Collected data entries:
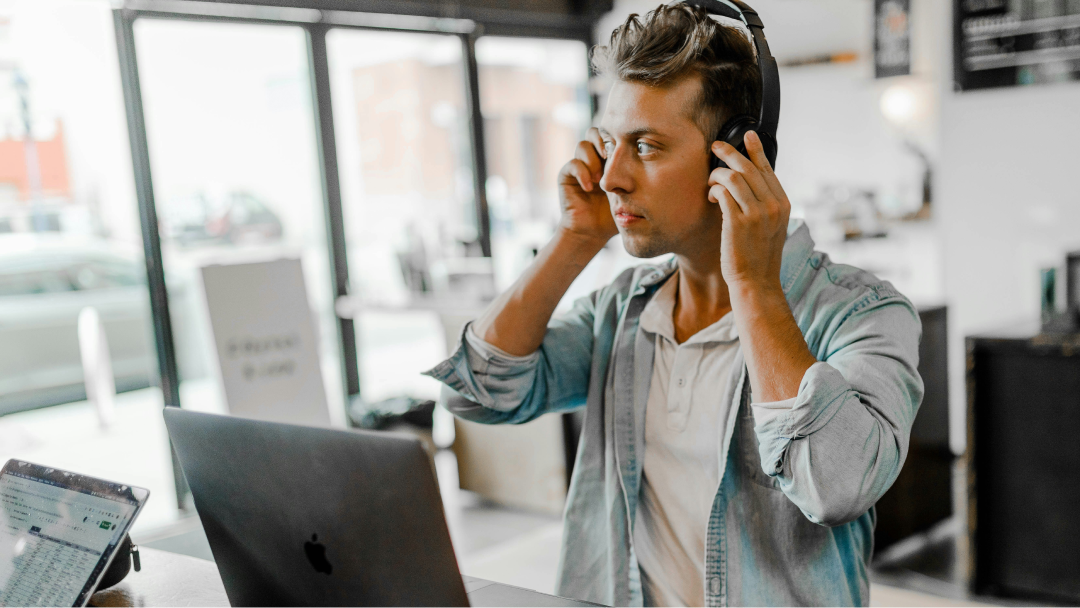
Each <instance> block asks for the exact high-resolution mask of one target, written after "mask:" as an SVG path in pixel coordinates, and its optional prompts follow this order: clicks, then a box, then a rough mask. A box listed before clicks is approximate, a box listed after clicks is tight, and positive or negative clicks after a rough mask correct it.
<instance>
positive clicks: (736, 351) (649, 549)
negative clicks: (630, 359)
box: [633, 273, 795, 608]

◆ **Assignment**
Copy out the lines of the records above word for word, omitting the pictures.

◆ **Written answer**
Each <instance> block asks for the exact high-resolution mask of one target, written after "mask:" as an SVG path in pixel coordinates, and its optional prompts follow this order: clicks, then a box, then a rough mask. A box listed before clicks is approximate, a box listed after clicks is tight, and positive or negative clicks after a rough mask correct it.
<instance>
positive clicks: (736, 351) (649, 549)
negative clicks: (630, 359)
box: [633, 273, 795, 608]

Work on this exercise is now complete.